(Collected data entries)
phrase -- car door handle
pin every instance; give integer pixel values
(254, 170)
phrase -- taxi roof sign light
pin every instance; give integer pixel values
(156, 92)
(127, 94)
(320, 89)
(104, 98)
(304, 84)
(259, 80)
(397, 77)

Exercise instructions: Duplicate the lines above word for word.

Answer below:
phrase -- car door handle
pin every instance; give integer pixel values
(254, 170)
phrase -- taxi roof sign light
pin every instance; give integer pixel values
(156, 92)
(127, 94)
(320, 89)
(104, 98)
(304, 84)
(259, 80)
(397, 77)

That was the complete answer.